Give the records again word for word. Leave every picture out.
START INFORMATION
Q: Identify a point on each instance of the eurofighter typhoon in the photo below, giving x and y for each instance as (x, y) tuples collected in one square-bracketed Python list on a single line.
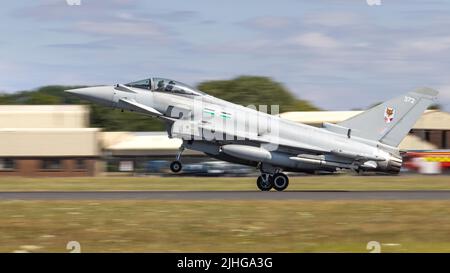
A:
[(367, 142)]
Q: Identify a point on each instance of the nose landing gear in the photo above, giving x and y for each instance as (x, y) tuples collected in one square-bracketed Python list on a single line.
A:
[(278, 181), (176, 165)]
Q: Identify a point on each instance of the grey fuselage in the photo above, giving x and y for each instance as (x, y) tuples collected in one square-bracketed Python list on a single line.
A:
[(239, 134)]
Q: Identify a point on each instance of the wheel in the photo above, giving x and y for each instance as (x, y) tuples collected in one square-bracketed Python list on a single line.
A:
[(280, 181), (264, 185), (176, 166)]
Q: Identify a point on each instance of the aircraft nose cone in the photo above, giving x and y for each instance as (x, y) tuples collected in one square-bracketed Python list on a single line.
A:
[(100, 94)]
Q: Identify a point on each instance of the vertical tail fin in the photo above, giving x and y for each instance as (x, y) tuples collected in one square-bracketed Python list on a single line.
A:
[(391, 121)]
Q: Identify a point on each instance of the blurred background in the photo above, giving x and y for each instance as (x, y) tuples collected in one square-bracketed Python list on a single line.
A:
[(48, 133), (315, 60)]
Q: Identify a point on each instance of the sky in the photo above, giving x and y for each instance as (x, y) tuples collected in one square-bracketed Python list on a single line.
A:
[(338, 54)]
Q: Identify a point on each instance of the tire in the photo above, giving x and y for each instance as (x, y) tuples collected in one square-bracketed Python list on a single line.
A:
[(176, 166), (280, 181), (264, 186)]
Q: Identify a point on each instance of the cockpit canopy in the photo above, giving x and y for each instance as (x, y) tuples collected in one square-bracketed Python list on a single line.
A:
[(165, 85)]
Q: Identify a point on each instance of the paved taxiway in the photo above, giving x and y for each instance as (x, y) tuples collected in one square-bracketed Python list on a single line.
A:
[(226, 195)]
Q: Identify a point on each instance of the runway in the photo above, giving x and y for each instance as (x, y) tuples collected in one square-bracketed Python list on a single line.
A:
[(226, 195)]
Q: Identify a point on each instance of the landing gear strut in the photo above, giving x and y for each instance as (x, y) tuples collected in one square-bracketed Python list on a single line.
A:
[(176, 165), (264, 182), (278, 181)]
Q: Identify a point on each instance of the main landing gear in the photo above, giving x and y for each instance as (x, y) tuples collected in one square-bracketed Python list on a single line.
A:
[(278, 181), (176, 165)]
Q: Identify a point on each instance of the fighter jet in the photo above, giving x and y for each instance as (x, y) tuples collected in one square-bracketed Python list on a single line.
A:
[(367, 142)]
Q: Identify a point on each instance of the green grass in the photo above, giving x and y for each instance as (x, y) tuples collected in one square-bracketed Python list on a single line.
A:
[(335, 182), (224, 226)]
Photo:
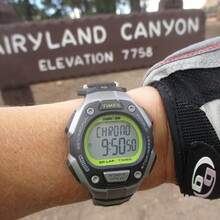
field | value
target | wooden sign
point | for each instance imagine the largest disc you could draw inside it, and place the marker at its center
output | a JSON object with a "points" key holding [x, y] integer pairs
{"points": [[58, 49]]}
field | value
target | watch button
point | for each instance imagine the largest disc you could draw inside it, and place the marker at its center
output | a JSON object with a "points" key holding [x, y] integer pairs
{"points": [[116, 176]]}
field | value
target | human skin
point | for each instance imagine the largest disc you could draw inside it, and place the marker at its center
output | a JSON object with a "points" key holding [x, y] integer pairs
{"points": [[33, 145]]}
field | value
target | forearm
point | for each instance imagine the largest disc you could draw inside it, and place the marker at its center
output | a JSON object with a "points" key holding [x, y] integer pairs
{"points": [[34, 175]]}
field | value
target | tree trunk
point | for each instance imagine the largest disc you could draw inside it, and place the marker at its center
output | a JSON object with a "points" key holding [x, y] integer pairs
{"points": [[135, 5]]}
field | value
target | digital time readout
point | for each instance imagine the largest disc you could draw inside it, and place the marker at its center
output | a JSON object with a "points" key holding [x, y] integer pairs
{"points": [[112, 139]]}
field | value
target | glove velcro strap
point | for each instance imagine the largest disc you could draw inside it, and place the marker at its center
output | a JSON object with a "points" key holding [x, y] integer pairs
{"points": [[183, 94]]}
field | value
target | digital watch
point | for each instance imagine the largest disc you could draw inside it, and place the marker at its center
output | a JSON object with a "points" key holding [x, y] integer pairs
{"points": [[110, 143]]}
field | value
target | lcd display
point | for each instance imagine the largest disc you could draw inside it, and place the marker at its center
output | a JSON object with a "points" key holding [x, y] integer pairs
{"points": [[112, 137]]}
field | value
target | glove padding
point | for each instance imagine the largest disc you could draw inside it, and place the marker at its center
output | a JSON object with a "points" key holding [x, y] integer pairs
{"points": [[189, 84]]}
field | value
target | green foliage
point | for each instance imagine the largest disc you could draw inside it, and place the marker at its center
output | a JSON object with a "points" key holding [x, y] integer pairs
{"points": [[46, 9]]}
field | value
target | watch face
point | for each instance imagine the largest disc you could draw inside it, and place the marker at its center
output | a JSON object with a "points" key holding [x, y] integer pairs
{"points": [[113, 140]]}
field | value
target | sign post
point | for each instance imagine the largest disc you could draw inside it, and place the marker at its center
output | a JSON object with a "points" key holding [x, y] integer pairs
{"points": [[14, 96]]}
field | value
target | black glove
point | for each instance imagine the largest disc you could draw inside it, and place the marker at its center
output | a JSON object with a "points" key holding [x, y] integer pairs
{"points": [[189, 84]]}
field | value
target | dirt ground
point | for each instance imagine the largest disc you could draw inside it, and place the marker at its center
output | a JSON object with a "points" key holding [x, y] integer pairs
{"points": [[164, 202]]}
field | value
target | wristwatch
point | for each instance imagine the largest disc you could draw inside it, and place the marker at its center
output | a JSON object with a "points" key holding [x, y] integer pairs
{"points": [[110, 143]]}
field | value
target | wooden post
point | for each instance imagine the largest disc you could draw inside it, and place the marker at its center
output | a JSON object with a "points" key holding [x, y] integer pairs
{"points": [[20, 95]]}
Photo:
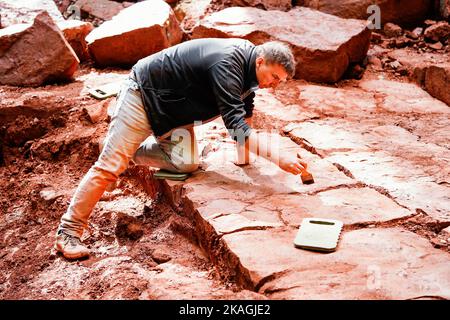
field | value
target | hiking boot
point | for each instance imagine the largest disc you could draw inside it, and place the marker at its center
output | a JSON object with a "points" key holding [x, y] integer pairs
{"points": [[70, 246]]}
END INFORMATION
| WRITTEN ANSWER |
Q: Identify a point on each instance of the eurofighter typhoon in the photo below, giving x and y for each instance as (x, y) tuples collected in one square-bracketed Python list on a single line.
A:
[(367, 142)]
Q: Identify a point on each instance of the nose landing gear in the photo above, giving x and y for each instance as (x, y) tuples collected in one square-bracketed Python list on a single line.
A:
[(278, 181), (176, 165)]
Q: Identify a point on each instance of the grey fuselage in the photo above, giving x and y for each instance as (x, y) tuples collected in one square-bracketed Python list on a single line.
A:
[(239, 134)]
Q: Identify a point on each instance of the wheel in the photo above, giving x and y for each instance as (x, y) tuples collected in one square-bracketed Python list on a single line.
A:
[(280, 181), (264, 185), (176, 166)]
Q: Identify a point on each instance of the aircraft nose cone in the photo above, giving x and y for each instance as (x, y) tuples collected in one square-bracketed Python list on a single line.
A:
[(100, 94)]
Q: Identify a point on each instance of the vertical tail fin in the photo above, giving x and y for each instance as (x, y) tuples collected in one square-bracketed Python list on a single line.
A:
[(391, 121)]
Q: Identify a point on each instance of the blurred background in the photo above, giving x and y for each instance as (x, y) tuples collected in one square-bracketed Python list on a single line.
A:
[(48, 133), (315, 60)]
Q: Identify a point on each instance of the sky in the photo above, giving x and y for each instance as (x, y) tuples collected in one square-bracketed Python list on a single line.
A:
[(338, 54)]
Q: Identify a point on each instance of the tire in the photo above, giving x and y for each instance as (x, y) tuples collected in one square-bracketed Python list on a single line.
A:
[(176, 166), (280, 181), (264, 186)]
Q: Identify a point on each instance of the cockpit canopy in the photo above, giving x and y for each instance as (x, y) tuples collected in one square-bracketed Python list on a single line.
A:
[(165, 85)]
Q: Identify a point on each instance of the paved taxiway in the photo above, giving x and y for each instance as (x, y) tuples collected in one square-bracketed Python list on a single line.
A:
[(226, 195)]
Q: Identify a point on each instance of the runway in the photo above, giving x and y for each instance as (x, y) tuples collected in one square-bracketed Python list on a single line.
A:
[(226, 195)]
Q: Identify a point on each instance of the landing gear strut in the photo above, giving x and y for each instance as (x, y) tuples collected in one square-bracketed Python list on a single line.
A:
[(176, 165), (264, 182), (278, 181)]
Q: Identify a point on each instance of the main landing gear in the photo above, giving x and y for each instance as (x, y) tuples collected in one square-bracketed Python list on a single line.
A:
[(278, 181), (176, 165)]
Q: Identify a point on each instance of the fighter jet in the photo above, giving x and y for each instance as (x, y) tuples collected in one square-bracketed Python list on a single line.
A:
[(367, 142)]
Q: Identify a point on each instance of the green grass in the photo above, giving x and y for each instance as (x, y) tuples collected in one square-bracketed Python list on a single line.
A:
[(335, 182), (224, 226)]
Photo:
field | value
target | wooden sign
point | for each instance imagine the largest disc you could draw inside it, and place the marker at its center
output | a JSON object with a "points" key holding [x, y] integer pairs
{"points": [[58, 49]]}
field | value
target | watch button
point | for each instance imagine the largest disc you could draw inside it, and place the marker at its center
output | a JSON object with a "points" key holding [x, y] integer pairs
{"points": [[116, 176]]}
field | value
target | human skin
point | for each instance imagine the largest disc you could draw inside it, and place the marker at its center
output | a JSON object with a "points" key holding [x, y] integer pairs
{"points": [[33, 145]]}
field | value
target | forearm
point | for each instance imagine the largest disc you could draw inside it, and place the marker at its center
output | a JSON object with a "points" key holding [x, y] integer pairs
{"points": [[34, 175]]}
field | value
target | tree trunk
point | for each instance imagine the largest disc you could draw inside it, and place the marker at its center
output | a JSON object with a "points" key holding [x, y] integer pairs
{"points": [[135, 5]]}
field | value
target | digital time readout
point | for each instance imagine the largest disc you could draw inside it, and place the marker at its center
output | a JSON object with a "points" key holding [x, y] integer pairs
{"points": [[112, 139]]}
field | value
target | glove velcro strap
point | for each instance imagine the largest disc you could draw inside it, and place the marker at its center
output | a JSON object with a "points" key holding [x, y] integer pairs
{"points": [[183, 94]]}
field | value
target | digital watch
point | for each instance imagine the largest disc you could draw inside it, and place the marker at its center
output | a JSON object with a "points" key holding [x, y] integer pairs
{"points": [[110, 143]]}
field | value
target | lcd display
point | for each instance imagine the largest disc you could draw inside it, and place the marker at its center
output | a JSON object with a "points" key holding [x, y] integer pairs
{"points": [[112, 137]]}
field | value
target | glove padding
point | for each instance imagine the largest disc you could draw inside it, and place the marker at its center
output | a JSON object with a "points" key holding [x, y] integer pairs
{"points": [[189, 84]]}
field | value
target | green foliage
point | for each instance imagine the largest disc you could draw inside it, and place the marker at its center
output | a JSON object with a "points" key holding [x, y] integer pairs
{"points": [[46, 9]]}
field | value
target | watch face
point | for each instance imagine the largest disc you could draw inside it, and place the marker at its center
output | a JSON object with a "points" key holding [x, y] integer pairs
{"points": [[113, 140]]}
field | value
target | sign post
point | for each instance imagine the largest disc you could draw inside it, and place the marker at its center
output | a JSON object with a "points" key holding [x, y] integer pairs
{"points": [[14, 96]]}
field | value
target | black glove
point | for each instance imagine the largest disc you could draw inside it, and place the marker at its center
output | a JSON object with a "points" key holding [x, y] integer pairs
{"points": [[189, 84]]}
field | value
target | dirt ground
point | for each instance imagine the largest disc you could draw inside it, and place the marker at its center
output | a JSON object with a "points" key holding [x, y] integer pairs
{"points": [[164, 202]]}
field | value
target | wristwatch
point | for each instance imagine the largest disc you could draw inside it, and place the marker at its center
output | a JSON object with a "points" key holding [x, y] integer pairs
{"points": [[110, 143]]}
field | value
target | wooden post
point | for each instance imagine the largest disc you could draw inside it, and place the marker at its center
output | a JSON object with a "points" key holding [x, y] integer pairs
{"points": [[20, 95]]}
Photo:
field | value
target | hiking boot
point | for each instance imagine the largest disc you could draw inside it, and place the marker at its center
output | a JSON object with a "points" key holding [x, y] integer pairs
{"points": [[70, 246]]}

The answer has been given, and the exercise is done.